Repeat verbatim the lines of the listing between the line holding "of the worker" and the line holding "(1135, 579)", inclusive, and nothing else.

------------------------------------

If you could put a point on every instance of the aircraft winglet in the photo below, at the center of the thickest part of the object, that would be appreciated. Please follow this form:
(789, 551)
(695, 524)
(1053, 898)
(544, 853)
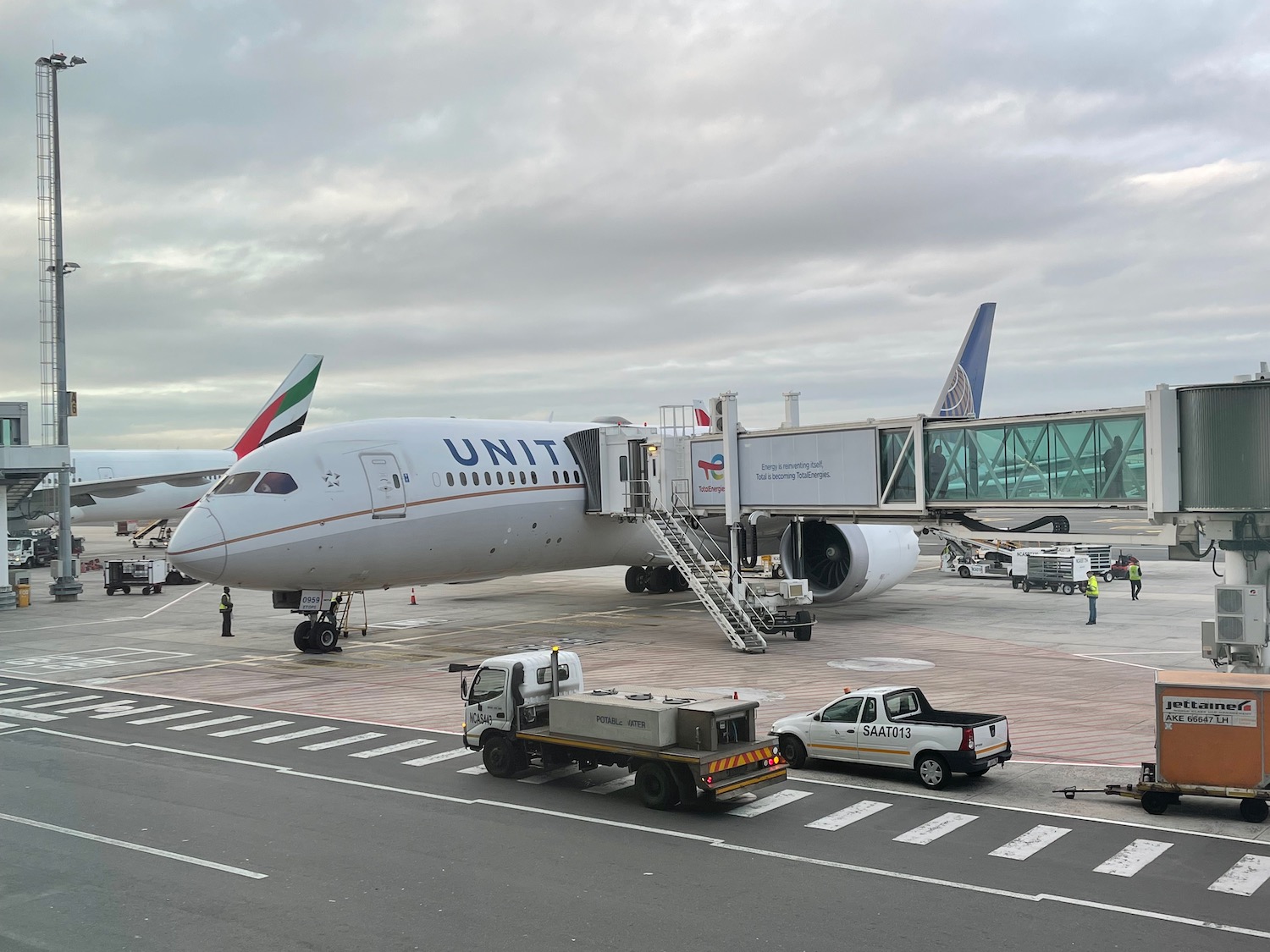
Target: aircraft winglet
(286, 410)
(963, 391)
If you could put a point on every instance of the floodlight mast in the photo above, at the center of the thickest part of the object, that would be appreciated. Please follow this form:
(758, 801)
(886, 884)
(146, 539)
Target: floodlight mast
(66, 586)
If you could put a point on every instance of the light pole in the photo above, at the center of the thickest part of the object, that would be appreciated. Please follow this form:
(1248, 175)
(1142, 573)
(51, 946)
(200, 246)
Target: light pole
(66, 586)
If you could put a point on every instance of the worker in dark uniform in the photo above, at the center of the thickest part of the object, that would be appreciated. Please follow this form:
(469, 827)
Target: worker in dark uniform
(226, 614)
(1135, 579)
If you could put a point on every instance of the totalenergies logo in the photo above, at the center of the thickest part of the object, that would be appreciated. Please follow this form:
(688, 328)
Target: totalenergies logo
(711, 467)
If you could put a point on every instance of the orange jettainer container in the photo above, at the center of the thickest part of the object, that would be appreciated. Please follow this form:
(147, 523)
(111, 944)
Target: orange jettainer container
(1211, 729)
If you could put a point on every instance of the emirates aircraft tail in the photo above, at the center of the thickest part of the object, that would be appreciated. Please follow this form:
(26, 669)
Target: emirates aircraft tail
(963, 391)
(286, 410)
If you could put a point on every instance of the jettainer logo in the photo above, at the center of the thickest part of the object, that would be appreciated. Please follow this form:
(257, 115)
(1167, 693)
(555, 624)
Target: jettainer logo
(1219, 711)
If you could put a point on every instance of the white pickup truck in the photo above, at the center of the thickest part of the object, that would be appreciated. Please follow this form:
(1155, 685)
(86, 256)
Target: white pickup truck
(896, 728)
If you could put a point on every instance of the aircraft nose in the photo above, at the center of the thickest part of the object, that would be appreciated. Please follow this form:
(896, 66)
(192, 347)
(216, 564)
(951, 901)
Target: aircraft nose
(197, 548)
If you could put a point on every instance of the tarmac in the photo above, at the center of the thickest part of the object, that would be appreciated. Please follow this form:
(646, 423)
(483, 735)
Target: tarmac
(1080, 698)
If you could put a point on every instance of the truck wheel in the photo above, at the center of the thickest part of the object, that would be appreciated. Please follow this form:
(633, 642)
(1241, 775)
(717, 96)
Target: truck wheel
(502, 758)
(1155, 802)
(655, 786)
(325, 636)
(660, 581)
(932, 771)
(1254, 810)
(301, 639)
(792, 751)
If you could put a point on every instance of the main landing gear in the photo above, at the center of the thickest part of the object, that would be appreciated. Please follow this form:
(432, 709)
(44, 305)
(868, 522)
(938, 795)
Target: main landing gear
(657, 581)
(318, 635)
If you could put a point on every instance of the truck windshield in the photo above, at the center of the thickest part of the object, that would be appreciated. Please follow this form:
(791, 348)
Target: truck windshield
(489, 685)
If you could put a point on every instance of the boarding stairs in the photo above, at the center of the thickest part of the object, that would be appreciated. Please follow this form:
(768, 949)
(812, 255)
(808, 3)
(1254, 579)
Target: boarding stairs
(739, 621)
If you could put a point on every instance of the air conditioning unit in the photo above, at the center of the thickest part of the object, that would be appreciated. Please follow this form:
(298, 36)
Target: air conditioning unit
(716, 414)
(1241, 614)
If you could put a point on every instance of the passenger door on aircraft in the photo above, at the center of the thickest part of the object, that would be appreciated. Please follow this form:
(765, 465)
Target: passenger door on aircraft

------------------------------------

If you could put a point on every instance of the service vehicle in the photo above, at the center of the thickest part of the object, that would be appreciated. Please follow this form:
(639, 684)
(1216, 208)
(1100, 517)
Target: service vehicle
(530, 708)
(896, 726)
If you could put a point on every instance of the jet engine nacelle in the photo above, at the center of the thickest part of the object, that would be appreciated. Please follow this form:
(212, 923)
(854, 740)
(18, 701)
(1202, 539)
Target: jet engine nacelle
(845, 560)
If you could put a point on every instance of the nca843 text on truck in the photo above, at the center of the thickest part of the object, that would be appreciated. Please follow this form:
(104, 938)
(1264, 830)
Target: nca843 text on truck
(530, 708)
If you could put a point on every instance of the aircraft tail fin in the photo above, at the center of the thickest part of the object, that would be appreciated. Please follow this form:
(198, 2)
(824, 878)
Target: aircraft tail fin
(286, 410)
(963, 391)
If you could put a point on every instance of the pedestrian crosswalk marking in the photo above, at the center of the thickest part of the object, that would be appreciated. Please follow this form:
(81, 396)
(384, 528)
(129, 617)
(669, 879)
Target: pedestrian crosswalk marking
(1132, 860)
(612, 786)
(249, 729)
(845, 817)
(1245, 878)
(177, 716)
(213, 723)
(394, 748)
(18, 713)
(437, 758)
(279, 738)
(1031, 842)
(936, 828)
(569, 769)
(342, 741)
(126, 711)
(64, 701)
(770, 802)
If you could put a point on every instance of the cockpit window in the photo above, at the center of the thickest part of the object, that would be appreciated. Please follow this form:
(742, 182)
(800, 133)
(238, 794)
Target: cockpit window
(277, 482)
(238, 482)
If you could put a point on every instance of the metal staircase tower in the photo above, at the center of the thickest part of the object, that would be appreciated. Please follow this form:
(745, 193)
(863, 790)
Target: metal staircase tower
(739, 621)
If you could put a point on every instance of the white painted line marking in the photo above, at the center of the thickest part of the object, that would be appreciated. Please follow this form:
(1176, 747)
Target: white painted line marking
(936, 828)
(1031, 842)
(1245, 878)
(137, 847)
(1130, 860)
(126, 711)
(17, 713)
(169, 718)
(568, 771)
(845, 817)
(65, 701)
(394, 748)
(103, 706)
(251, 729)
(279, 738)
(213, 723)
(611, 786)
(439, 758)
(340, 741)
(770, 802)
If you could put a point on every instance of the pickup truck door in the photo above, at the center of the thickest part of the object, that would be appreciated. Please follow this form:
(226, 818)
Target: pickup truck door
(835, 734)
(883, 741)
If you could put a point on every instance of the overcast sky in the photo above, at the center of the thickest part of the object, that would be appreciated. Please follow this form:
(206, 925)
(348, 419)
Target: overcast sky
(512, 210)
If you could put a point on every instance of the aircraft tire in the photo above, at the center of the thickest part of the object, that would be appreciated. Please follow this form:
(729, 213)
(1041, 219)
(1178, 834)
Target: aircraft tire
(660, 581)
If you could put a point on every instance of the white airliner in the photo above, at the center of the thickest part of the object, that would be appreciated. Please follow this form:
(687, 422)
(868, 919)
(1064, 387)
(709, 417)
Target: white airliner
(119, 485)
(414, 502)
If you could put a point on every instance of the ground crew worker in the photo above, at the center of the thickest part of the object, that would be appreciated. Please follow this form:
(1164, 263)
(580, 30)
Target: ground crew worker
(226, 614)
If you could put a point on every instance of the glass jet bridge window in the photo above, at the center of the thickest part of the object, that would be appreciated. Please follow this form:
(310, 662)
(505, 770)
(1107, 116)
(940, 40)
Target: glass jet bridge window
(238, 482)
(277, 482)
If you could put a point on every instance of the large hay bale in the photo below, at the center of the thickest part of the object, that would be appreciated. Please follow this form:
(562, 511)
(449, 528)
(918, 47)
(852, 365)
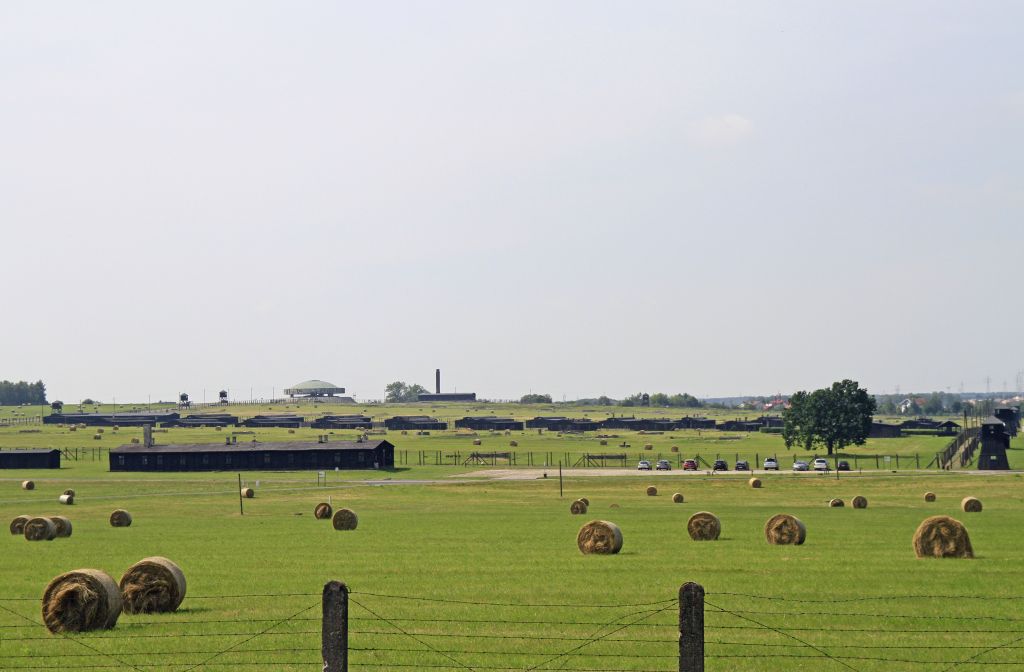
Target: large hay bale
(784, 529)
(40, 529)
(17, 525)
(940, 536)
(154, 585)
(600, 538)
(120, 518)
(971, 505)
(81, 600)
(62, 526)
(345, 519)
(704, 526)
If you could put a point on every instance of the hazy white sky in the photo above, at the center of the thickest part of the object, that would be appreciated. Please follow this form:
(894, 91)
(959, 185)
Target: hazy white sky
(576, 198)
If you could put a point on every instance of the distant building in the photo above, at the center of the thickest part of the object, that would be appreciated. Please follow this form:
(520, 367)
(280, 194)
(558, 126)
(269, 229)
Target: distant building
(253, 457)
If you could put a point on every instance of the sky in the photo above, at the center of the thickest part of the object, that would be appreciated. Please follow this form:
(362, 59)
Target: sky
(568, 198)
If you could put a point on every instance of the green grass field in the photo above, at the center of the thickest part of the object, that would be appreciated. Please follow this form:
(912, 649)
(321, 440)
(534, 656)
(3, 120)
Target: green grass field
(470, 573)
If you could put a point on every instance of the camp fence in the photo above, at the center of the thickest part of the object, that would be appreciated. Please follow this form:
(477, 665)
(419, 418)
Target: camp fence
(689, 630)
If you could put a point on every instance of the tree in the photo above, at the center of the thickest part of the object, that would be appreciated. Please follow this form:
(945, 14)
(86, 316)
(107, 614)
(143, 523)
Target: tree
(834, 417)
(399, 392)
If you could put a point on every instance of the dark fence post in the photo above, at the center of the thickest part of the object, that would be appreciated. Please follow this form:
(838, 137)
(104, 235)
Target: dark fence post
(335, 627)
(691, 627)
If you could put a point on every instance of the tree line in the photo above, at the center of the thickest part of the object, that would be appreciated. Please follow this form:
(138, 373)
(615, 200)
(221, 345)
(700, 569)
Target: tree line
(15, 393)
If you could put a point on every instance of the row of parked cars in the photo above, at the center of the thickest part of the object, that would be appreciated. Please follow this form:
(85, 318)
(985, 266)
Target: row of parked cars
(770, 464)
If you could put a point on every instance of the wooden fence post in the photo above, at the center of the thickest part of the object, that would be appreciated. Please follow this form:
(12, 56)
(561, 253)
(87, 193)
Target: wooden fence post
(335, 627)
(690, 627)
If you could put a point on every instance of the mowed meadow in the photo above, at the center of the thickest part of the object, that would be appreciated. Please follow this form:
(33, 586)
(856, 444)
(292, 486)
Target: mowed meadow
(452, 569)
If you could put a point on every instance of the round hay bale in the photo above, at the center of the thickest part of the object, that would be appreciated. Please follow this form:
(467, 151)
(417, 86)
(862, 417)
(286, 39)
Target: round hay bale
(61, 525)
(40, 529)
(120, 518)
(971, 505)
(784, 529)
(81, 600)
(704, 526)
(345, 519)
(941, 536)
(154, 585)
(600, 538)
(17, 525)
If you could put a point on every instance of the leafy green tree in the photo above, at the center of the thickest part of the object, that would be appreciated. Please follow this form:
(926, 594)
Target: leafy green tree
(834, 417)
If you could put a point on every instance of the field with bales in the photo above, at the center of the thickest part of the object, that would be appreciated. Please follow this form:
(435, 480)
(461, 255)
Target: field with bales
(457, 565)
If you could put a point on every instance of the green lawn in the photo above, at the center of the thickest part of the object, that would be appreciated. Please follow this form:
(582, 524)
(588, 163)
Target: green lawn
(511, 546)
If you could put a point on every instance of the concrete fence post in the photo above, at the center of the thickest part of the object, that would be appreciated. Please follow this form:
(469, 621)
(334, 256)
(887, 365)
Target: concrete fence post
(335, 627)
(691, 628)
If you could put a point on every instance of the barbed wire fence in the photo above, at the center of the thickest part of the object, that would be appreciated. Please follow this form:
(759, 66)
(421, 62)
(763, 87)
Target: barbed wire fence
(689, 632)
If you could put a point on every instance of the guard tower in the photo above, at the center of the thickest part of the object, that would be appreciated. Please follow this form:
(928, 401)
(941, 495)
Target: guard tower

------------------------------------

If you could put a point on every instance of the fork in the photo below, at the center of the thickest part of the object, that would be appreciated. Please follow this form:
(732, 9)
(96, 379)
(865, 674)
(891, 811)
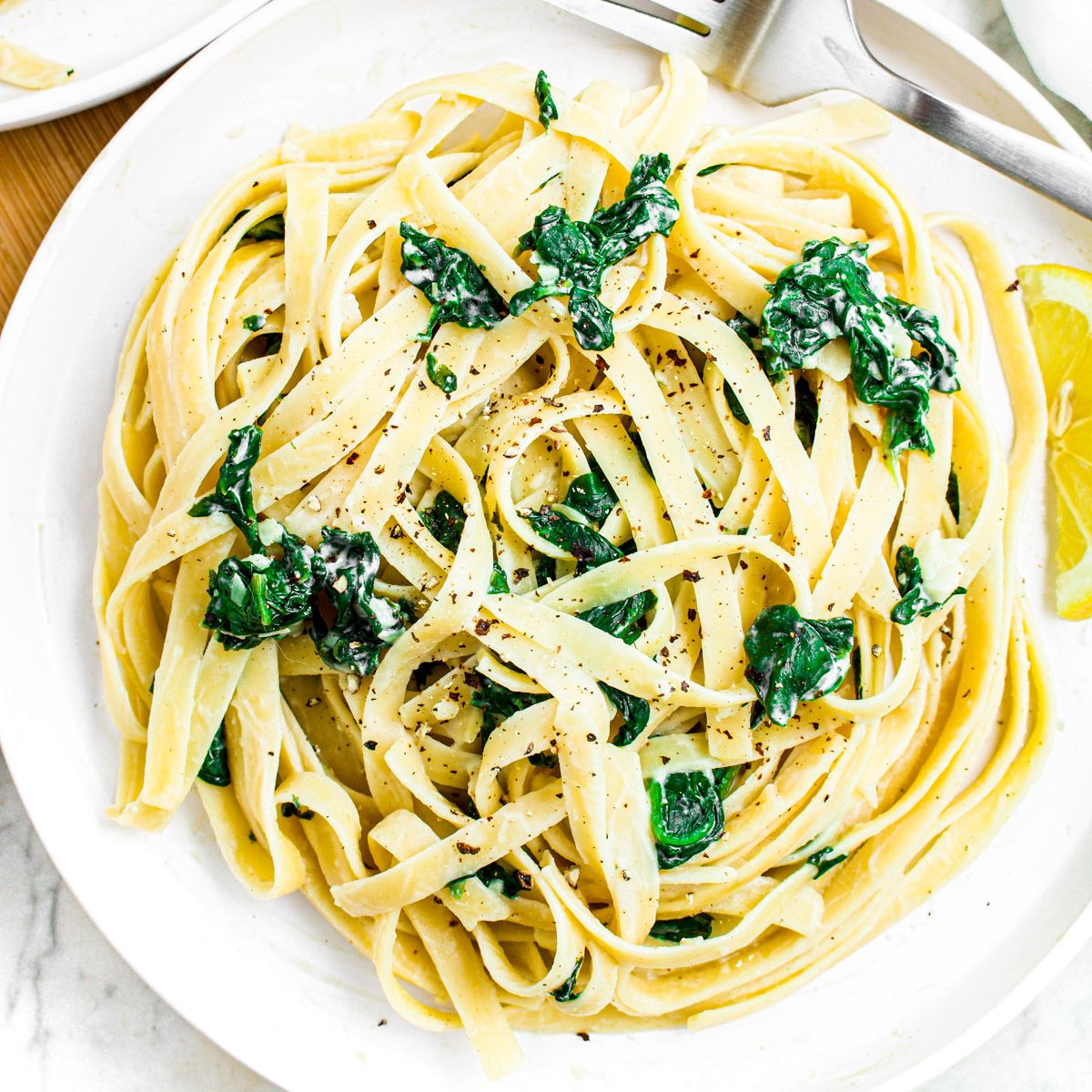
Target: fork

------------------------------------

TASK RESPONSE
If you could put a point on every instance of the worker in dark uniform in the photo above, at the center of the thickest part of the object, that would be appreciated. Please follow this form:
(469, 827)
Target: worker in dark uniform
(226, 614)
(1135, 579)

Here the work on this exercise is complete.